Data items:
-- begin --

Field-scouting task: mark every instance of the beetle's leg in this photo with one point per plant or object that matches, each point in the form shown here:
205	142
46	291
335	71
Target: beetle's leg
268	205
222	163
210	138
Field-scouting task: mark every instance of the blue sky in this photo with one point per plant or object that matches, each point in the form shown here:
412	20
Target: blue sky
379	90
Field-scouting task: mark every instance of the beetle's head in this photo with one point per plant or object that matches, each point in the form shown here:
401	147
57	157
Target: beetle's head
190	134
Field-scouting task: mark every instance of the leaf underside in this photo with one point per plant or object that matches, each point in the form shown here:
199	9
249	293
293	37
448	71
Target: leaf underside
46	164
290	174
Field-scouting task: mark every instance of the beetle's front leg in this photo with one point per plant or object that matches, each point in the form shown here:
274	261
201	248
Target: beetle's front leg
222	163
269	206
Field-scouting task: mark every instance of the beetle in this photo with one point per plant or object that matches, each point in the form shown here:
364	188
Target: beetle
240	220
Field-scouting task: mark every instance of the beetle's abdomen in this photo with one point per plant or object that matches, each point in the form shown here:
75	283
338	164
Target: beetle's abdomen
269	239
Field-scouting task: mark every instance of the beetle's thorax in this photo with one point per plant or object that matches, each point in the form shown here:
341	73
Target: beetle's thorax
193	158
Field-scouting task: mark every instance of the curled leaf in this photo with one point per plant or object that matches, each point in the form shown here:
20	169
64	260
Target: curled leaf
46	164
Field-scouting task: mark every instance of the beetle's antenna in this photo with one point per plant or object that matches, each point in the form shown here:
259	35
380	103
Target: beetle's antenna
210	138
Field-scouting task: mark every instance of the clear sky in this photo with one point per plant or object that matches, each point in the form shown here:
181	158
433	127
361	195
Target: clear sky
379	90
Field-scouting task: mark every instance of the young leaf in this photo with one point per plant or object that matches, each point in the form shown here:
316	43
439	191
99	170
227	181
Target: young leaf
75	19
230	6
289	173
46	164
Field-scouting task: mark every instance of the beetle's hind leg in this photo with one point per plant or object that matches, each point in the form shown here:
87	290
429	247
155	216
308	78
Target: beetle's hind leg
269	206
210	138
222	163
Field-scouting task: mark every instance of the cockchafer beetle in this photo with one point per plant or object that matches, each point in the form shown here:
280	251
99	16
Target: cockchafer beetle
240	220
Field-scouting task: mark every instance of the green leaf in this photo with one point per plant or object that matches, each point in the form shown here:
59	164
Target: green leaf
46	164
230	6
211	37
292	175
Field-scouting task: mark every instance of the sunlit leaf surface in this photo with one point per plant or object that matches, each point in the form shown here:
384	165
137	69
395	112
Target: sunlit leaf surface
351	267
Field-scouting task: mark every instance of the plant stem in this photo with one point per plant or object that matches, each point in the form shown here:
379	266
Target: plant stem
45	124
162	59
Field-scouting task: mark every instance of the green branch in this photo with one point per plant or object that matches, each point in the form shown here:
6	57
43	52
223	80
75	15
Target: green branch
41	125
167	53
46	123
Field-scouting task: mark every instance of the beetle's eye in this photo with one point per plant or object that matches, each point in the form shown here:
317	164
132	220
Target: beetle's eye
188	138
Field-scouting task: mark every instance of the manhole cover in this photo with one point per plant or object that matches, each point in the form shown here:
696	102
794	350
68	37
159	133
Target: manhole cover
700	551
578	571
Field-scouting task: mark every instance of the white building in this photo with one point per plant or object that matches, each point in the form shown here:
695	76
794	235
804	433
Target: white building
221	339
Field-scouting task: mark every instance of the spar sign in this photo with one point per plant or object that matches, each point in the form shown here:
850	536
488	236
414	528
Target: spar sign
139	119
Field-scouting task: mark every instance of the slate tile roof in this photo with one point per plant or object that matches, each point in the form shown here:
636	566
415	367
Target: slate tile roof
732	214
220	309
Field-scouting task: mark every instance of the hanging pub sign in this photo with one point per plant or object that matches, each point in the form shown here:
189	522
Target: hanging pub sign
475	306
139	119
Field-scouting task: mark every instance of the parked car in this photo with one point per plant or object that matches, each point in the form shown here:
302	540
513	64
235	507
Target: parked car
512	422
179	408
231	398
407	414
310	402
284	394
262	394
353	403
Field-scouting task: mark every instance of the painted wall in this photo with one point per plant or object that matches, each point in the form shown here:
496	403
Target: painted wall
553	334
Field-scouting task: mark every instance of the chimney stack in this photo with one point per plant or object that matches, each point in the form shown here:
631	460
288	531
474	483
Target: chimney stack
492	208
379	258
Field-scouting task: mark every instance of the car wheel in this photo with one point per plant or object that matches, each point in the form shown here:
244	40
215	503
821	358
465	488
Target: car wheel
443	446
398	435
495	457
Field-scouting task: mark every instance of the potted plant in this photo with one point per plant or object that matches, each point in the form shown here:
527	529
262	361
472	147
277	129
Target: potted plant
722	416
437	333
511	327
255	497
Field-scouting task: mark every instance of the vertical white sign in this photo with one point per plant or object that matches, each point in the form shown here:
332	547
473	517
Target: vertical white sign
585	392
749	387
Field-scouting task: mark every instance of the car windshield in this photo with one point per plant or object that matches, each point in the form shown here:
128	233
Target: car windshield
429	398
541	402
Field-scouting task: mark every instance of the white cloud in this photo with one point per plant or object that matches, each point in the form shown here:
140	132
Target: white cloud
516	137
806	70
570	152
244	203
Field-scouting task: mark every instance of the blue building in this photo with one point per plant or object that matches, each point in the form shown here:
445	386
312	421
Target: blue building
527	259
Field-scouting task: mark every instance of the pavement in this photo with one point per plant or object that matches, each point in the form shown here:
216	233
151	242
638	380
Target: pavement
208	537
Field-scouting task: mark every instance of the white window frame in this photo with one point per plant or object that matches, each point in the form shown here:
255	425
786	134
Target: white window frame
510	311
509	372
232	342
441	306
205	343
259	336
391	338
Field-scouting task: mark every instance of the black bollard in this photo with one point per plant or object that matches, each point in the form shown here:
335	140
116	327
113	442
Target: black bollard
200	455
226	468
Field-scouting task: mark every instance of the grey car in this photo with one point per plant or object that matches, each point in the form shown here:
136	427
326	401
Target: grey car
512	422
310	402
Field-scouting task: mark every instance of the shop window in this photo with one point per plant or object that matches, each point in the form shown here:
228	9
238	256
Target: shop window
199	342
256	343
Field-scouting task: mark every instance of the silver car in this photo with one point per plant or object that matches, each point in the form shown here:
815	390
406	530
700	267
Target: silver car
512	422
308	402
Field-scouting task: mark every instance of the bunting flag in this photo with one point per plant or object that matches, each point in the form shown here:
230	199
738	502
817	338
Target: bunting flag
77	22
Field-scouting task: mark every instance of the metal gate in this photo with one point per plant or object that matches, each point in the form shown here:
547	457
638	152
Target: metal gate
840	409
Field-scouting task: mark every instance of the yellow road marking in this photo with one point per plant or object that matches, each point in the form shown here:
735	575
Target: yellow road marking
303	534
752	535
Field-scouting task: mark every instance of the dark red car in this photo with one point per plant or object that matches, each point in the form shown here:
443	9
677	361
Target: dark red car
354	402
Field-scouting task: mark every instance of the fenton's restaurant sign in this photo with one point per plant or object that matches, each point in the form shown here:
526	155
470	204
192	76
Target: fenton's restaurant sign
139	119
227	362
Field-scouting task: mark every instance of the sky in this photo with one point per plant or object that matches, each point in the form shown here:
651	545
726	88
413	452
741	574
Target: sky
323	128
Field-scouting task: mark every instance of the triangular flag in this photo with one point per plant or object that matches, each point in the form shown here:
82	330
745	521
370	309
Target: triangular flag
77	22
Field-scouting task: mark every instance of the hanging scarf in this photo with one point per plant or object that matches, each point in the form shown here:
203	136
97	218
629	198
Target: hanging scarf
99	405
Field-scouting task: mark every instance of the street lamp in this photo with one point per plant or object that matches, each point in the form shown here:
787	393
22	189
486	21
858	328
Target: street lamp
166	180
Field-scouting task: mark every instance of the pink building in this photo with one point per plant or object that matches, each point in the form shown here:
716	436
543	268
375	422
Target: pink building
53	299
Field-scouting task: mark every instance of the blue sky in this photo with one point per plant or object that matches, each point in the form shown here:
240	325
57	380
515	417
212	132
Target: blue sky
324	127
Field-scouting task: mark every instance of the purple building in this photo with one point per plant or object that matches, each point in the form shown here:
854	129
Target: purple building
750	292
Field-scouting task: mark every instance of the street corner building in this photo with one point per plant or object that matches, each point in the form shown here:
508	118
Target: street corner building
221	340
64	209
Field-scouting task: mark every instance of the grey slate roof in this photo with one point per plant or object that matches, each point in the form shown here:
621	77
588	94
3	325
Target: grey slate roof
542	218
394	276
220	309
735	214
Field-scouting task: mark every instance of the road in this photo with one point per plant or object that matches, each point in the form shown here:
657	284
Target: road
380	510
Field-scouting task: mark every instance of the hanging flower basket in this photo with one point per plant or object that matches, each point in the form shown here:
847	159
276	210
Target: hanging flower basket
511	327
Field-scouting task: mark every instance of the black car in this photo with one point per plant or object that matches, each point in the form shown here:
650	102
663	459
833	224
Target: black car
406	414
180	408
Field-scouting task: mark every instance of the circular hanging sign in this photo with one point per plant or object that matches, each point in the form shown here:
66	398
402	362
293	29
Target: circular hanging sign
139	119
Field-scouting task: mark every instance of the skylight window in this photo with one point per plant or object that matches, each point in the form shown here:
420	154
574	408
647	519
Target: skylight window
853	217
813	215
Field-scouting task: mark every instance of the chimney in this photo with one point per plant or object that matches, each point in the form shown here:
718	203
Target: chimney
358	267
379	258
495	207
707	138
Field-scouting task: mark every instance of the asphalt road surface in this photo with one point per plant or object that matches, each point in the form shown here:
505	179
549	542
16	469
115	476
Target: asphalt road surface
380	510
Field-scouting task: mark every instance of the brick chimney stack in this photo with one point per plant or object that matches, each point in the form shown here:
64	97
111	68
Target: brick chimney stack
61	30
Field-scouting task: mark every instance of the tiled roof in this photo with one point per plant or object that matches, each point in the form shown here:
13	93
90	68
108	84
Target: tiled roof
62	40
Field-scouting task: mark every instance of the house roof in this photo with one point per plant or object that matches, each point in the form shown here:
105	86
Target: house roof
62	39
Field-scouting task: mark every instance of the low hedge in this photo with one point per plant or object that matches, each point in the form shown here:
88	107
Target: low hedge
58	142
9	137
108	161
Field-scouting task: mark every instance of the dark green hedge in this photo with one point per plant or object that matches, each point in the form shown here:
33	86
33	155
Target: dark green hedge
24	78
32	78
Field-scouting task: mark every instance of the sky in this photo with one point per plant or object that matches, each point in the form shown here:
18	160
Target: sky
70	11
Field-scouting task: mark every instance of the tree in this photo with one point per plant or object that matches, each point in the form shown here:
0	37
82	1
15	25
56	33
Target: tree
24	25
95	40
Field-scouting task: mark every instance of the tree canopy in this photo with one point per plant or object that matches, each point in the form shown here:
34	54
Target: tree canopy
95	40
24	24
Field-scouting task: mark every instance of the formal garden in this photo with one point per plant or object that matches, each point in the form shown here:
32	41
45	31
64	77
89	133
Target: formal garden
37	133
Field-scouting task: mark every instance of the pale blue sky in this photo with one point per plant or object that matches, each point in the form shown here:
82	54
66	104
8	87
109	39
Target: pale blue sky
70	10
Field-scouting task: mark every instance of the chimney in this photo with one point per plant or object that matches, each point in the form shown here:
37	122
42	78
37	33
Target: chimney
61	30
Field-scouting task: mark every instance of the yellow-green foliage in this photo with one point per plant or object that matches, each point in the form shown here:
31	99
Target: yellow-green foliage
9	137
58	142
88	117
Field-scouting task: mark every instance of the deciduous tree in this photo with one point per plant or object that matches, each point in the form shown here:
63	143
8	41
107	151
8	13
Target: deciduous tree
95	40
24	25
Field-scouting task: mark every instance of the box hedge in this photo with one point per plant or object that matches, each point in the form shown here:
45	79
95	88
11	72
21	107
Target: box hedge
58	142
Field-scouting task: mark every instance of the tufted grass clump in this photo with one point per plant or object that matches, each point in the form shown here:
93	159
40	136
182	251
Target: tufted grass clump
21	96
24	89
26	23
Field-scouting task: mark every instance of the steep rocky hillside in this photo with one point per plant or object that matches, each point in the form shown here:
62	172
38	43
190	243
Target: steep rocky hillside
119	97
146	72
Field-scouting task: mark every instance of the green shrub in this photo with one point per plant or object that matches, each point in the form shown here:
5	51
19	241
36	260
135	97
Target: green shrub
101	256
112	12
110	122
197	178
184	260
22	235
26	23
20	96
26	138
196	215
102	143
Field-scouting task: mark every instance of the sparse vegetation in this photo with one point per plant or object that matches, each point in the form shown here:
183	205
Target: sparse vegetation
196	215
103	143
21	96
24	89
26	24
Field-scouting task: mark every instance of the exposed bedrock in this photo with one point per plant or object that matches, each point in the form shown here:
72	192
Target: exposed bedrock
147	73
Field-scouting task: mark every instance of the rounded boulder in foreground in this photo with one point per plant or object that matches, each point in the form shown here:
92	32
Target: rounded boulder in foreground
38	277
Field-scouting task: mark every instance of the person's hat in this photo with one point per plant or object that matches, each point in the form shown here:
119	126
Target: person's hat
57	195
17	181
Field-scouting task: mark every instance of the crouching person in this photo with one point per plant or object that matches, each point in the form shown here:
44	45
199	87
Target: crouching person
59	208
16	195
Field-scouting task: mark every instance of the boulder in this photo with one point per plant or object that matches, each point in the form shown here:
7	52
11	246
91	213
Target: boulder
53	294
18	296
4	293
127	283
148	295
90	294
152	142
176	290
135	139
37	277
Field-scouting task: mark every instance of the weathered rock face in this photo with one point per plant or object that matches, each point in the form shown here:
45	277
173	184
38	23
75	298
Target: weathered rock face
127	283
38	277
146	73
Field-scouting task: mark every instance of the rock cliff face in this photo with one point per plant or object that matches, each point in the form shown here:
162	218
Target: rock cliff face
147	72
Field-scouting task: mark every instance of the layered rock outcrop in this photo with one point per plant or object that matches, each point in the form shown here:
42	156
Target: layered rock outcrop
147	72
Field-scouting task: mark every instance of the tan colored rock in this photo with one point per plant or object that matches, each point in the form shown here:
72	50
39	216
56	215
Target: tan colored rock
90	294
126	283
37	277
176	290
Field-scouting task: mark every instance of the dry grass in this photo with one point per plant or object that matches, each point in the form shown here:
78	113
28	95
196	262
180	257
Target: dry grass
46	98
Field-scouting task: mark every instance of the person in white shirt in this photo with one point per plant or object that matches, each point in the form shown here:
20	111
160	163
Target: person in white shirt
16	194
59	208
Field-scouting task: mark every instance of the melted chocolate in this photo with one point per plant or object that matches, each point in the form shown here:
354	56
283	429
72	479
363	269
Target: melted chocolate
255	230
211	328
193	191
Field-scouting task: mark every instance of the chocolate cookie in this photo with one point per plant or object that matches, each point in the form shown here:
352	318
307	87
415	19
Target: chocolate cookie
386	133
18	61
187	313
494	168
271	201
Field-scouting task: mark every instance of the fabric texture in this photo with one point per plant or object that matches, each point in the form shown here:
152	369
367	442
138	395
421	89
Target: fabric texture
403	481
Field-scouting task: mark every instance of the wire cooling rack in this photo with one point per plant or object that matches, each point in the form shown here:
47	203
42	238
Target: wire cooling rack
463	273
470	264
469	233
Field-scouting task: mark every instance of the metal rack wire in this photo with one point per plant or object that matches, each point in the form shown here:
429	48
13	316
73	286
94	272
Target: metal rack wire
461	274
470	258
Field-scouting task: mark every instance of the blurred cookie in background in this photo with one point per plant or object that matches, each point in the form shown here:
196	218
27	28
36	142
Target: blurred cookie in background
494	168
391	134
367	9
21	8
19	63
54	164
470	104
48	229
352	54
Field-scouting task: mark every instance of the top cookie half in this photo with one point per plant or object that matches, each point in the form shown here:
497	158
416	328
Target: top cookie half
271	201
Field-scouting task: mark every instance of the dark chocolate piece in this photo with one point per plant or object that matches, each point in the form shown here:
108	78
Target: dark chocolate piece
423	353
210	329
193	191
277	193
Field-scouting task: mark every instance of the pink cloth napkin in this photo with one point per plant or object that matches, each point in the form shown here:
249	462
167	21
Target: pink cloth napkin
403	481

-- end --

Given problem. Exactly and only the lines from the one containing "Field-scouting task: mark every instance of the melted" through the end of the material are to be reproduced, both ends included.

Result.
Field-scouting task: mark every instance of the melted chocolate in this photo with one point per plant or object that matches, each point in the form shown here:
354	56
283	429
72	479
363	269
Target: melted chocolate
255	230
211	328
193	191
Field-scouting task: mark every instance of the chocolate cookie in this photo with one point per plant or object that matches, each point in the form shown here:
352	318
307	87
415	19
Target: chocolate cookie
386	133
18	61
187	313
494	168
271	201
Field-scouting task: mark every instance of the fabric texture in this photo with one point per plant or object that matches, each point in the form shown here:
152	369
367	442
138	395
421	89
Target: fabric texture
403	481
Field-scouting task: mark every instance of the wire cooling rack in this photo with one point per plant or object that matches, each point in the form shown here:
47	203
42	238
Target: wire cooling rack
463	273
470	264
469	233
Field-scouting task: mark every instance of the metal rack wire in this photo with one point per plant or object that matches, each point in the form shown here:
429	48
13	316
73	286
94	272
Target: metal rack wire
461	274
470	258
Field-scouting task: mark every instance of the blurred cookie in background in this photo with one point per plant or object that matches, each point in the form shown here:
196	218
27	28
36	142
Target: blurred cookie in background
494	168
391	134
367	9
21	8
19	63
54	164
470	104
48	229
352	54
Field-scouting task: mark every instance of the top cookie half in this photo with one point per plant or object that matches, each point in the form shown here:
497	158
416	328
Target: top cookie half
271	201
Field-scouting task: mark every instance of the dark chocolate piece in this photo with one point per plant or object that matches, each point in the form shown here:
108	78
Target: dark chocolate piece
423	353
210	329
193	191
277	193
Field-scouting task: mark every instance of the pink cloth napkin in this photo with one point per plant or object that matches, each point in the form shown here:
249	462
167	21
Target: pink cloth napkin
403	481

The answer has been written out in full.